*Instructions to follow*:
Take the lines from the one containing "Phrase: dark glass bottle" through the final line below and restate them exactly. Omit the pictures.

*Records provided*:

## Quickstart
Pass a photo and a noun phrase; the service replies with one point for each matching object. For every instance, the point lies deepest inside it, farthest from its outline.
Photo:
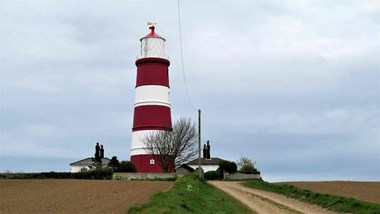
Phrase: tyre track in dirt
(266, 202)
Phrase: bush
(127, 166)
(114, 164)
(212, 175)
(227, 166)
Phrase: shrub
(127, 166)
(227, 166)
(114, 164)
(212, 175)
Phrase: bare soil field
(365, 191)
(75, 196)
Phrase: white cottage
(87, 163)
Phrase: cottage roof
(89, 162)
(204, 161)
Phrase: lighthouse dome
(152, 45)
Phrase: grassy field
(331, 202)
(191, 195)
(365, 191)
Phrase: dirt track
(266, 202)
(75, 196)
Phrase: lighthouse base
(145, 163)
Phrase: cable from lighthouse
(187, 93)
(182, 61)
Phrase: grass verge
(331, 202)
(191, 195)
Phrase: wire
(182, 62)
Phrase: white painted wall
(206, 168)
(77, 168)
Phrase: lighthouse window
(151, 161)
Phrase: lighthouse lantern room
(152, 104)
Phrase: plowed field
(365, 191)
(75, 196)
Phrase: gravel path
(266, 202)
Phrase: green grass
(331, 202)
(191, 195)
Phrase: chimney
(208, 150)
(97, 148)
(101, 151)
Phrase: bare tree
(172, 148)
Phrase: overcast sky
(294, 85)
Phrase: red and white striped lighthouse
(152, 103)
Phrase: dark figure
(208, 150)
(101, 151)
(204, 151)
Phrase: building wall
(206, 168)
(77, 168)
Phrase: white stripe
(152, 95)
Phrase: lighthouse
(152, 99)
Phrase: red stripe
(142, 163)
(152, 71)
(152, 117)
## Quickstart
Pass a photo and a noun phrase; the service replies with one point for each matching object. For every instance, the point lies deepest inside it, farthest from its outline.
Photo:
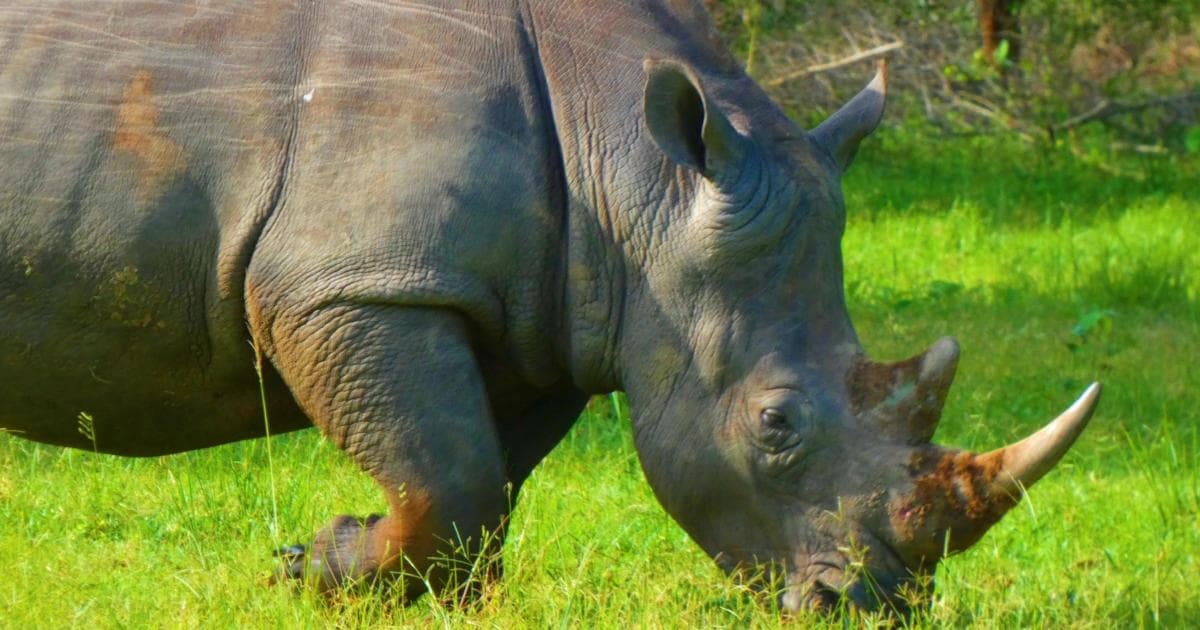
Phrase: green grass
(1051, 273)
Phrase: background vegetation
(1056, 258)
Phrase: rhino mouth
(833, 581)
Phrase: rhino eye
(773, 418)
(775, 432)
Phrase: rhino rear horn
(685, 124)
(904, 400)
(841, 132)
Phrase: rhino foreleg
(400, 391)
(528, 438)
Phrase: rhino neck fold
(611, 181)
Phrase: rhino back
(142, 148)
(376, 151)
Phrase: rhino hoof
(336, 557)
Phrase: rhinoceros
(445, 225)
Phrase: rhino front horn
(1024, 463)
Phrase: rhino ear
(841, 132)
(685, 124)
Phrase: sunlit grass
(1102, 286)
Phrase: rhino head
(761, 424)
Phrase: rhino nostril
(823, 598)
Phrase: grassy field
(1050, 270)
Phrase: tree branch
(1105, 108)
(832, 65)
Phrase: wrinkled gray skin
(447, 225)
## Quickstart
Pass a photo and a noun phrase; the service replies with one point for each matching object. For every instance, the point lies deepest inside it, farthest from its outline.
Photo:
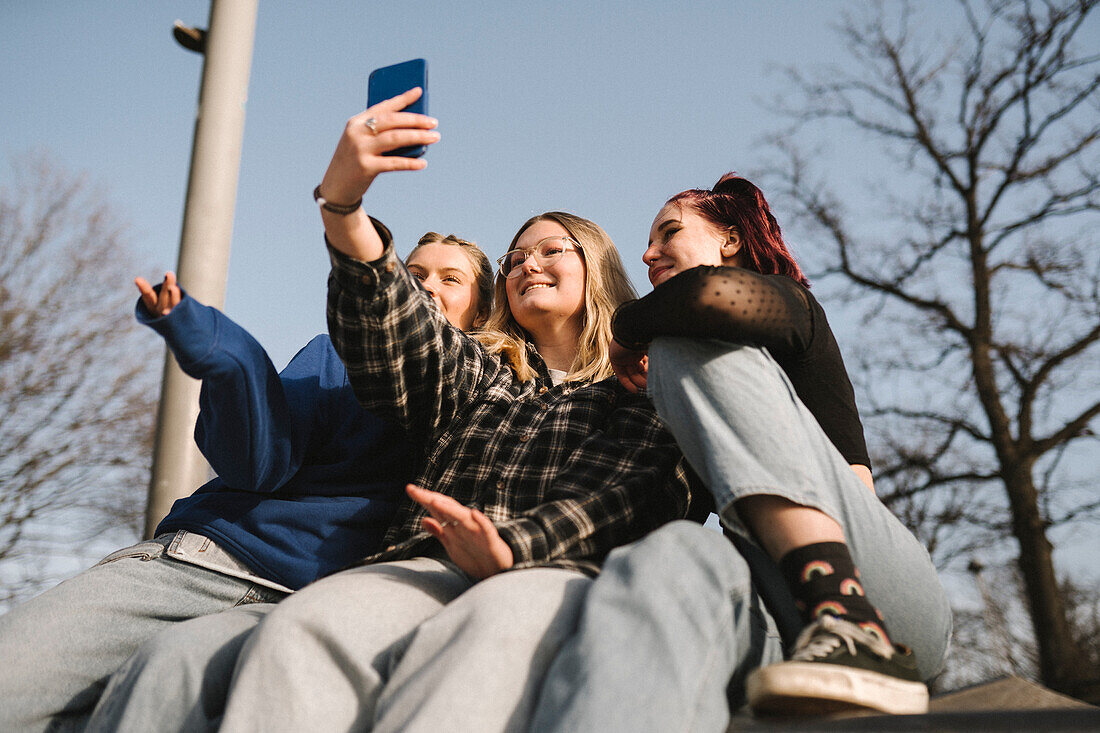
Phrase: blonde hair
(483, 270)
(606, 286)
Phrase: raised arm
(359, 160)
(246, 428)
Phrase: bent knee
(681, 551)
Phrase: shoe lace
(822, 637)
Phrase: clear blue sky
(598, 108)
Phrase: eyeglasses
(547, 251)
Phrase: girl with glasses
(824, 601)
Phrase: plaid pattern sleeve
(405, 361)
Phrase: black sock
(824, 579)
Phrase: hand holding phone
(388, 81)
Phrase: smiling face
(448, 274)
(681, 239)
(554, 292)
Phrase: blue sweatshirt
(307, 480)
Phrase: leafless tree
(77, 381)
(976, 264)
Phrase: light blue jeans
(59, 648)
(675, 622)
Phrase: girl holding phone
(536, 460)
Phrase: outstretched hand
(359, 155)
(630, 367)
(160, 304)
(469, 537)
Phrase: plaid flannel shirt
(565, 472)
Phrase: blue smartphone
(392, 80)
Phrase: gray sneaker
(838, 667)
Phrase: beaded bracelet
(336, 208)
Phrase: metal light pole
(178, 468)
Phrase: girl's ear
(733, 244)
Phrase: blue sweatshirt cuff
(190, 330)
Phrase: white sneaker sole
(812, 688)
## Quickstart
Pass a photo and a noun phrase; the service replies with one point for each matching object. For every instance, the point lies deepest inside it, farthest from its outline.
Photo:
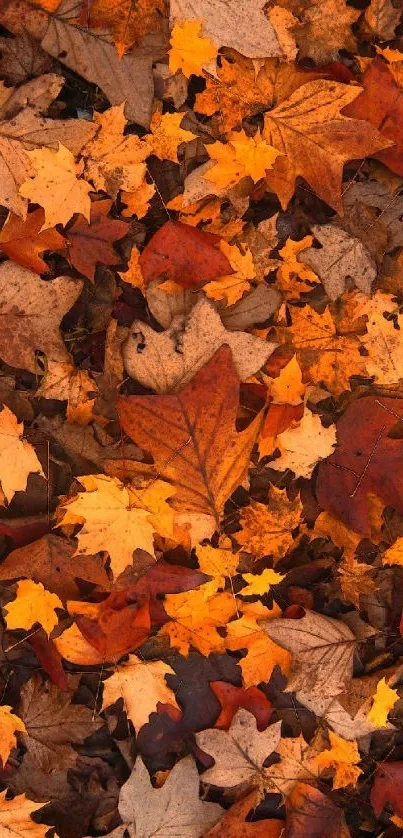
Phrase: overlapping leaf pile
(201, 418)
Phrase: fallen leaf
(152, 811)
(17, 457)
(190, 50)
(215, 470)
(24, 241)
(90, 243)
(57, 171)
(384, 700)
(316, 140)
(33, 604)
(240, 752)
(184, 254)
(30, 313)
(167, 361)
(9, 725)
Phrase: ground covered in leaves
(201, 419)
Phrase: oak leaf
(190, 50)
(142, 686)
(384, 700)
(240, 752)
(33, 604)
(316, 140)
(9, 724)
(17, 457)
(167, 361)
(25, 241)
(152, 813)
(210, 456)
(15, 817)
(266, 528)
(56, 172)
(91, 242)
(30, 314)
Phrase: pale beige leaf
(166, 361)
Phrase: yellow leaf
(142, 685)
(17, 456)
(242, 156)
(195, 617)
(343, 756)
(266, 528)
(134, 276)
(115, 161)
(260, 584)
(287, 388)
(9, 723)
(190, 51)
(15, 818)
(113, 520)
(384, 699)
(167, 135)
(33, 604)
(217, 563)
(57, 185)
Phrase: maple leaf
(153, 812)
(316, 140)
(30, 313)
(25, 241)
(167, 361)
(17, 457)
(167, 135)
(15, 817)
(33, 604)
(195, 617)
(242, 156)
(56, 172)
(187, 256)
(262, 654)
(384, 700)
(90, 243)
(210, 456)
(111, 520)
(115, 161)
(142, 686)
(50, 560)
(240, 752)
(9, 724)
(266, 528)
(190, 50)
(343, 757)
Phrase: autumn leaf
(9, 725)
(25, 241)
(57, 172)
(316, 140)
(33, 604)
(17, 457)
(215, 470)
(190, 50)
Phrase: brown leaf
(203, 455)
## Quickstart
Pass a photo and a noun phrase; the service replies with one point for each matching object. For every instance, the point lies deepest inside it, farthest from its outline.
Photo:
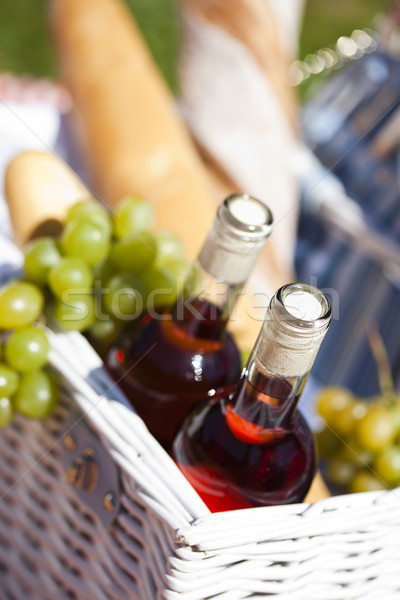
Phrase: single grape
(6, 411)
(168, 246)
(339, 472)
(244, 355)
(105, 329)
(78, 314)
(345, 420)
(27, 349)
(85, 239)
(37, 394)
(40, 256)
(352, 453)
(70, 274)
(125, 296)
(387, 465)
(8, 381)
(161, 288)
(332, 399)
(103, 333)
(327, 442)
(132, 214)
(395, 410)
(103, 271)
(20, 304)
(376, 429)
(134, 254)
(365, 481)
(91, 211)
(179, 267)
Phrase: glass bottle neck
(203, 308)
(237, 235)
(263, 405)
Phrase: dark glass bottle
(248, 445)
(181, 354)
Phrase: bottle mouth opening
(247, 215)
(303, 307)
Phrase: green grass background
(25, 45)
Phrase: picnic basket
(92, 507)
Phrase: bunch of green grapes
(99, 275)
(105, 270)
(360, 444)
(25, 384)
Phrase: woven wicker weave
(163, 542)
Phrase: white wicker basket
(143, 533)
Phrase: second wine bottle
(179, 355)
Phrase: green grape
(332, 399)
(27, 349)
(6, 411)
(103, 333)
(339, 472)
(352, 453)
(376, 429)
(83, 238)
(125, 296)
(179, 267)
(20, 304)
(71, 273)
(77, 314)
(37, 395)
(134, 253)
(104, 270)
(327, 442)
(161, 288)
(91, 211)
(168, 246)
(132, 214)
(365, 481)
(244, 355)
(396, 415)
(105, 329)
(344, 421)
(40, 256)
(387, 465)
(8, 381)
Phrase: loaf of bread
(125, 119)
(39, 189)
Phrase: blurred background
(25, 47)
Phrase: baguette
(125, 118)
(39, 190)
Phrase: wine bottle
(248, 445)
(182, 353)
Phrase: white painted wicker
(163, 543)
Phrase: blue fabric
(341, 124)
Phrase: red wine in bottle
(178, 356)
(249, 445)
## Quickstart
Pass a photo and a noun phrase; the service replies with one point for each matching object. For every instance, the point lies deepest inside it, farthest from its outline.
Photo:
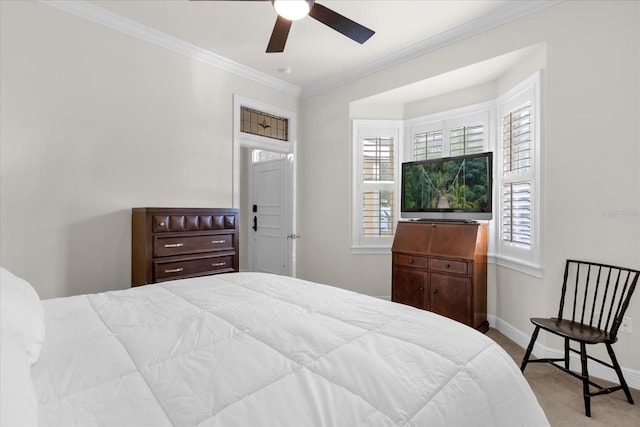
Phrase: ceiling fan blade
(279, 35)
(340, 23)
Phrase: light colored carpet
(560, 394)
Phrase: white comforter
(249, 349)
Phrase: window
(374, 183)
(457, 134)
(515, 218)
(518, 219)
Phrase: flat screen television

*Exercise result*:
Phrase: dark glass bottle
(248, 445)
(181, 354)
Phrase: bottle mouth opening
(247, 215)
(303, 307)
Phrase: green grass background
(25, 45)
Phrase: picnic basket
(92, 507)
Phrase: bunch of green grapes
(99, 275)
(105, 270)
(360, 444)
(25, 384)
Phrase: woven wicker weave
(163, 542)
Phrase: white wicker basket
(143, 533)
Phrase: second wine bottle
(179, 355)
Phrase: green grape
(332, 399)
(27, 349)
(6, 411)
(103, 333)
(339, 472)
(352, 453)
(376, 429)
(83, 238)
(125, 296)
(179, 267)
(20, 304)
(71, 273)
(77, 314)
(37, 395)
(134, 253)
(104, 270)
(327, 442)
(161, 288)
(91, 211)
(168, 246)
(132, 214)
(365, 481)
(244, 355)
(396, 415)
(105, 329)
(344, 421)
(40, 256)
(387, 465)
(8, 381)
Phrase: loaf of bread
(125, 119)
(39, 189)
Phrase: blurred background
(25, 47)
Phrase: baguette
(125, 118)
(39, 190)
Phrase: wine bottle
(248, 445)
(182, 353)
Phrase: white painted wicker
(163, 543)
Phrase: blue fabric
(341, 124)
Phrase: red wine in bottle
(178, 356)
(249, 445)
## Quickstart
Pass a photo and a noun phrase; the service replies with one point for each matching object. For every instance, the point lies deepest inside it, farthest from its outline.
Photo:
Phrase: ceiling fan blade
(279, 35)
(340, 23)
Phrase: light colored carpet
(560, 394)
Phrase: white comforter
(249, 349)
Phrase: window
(374, 183)
(457, 134)
(515, 218)
(518, 219)
Phrase: flat screen television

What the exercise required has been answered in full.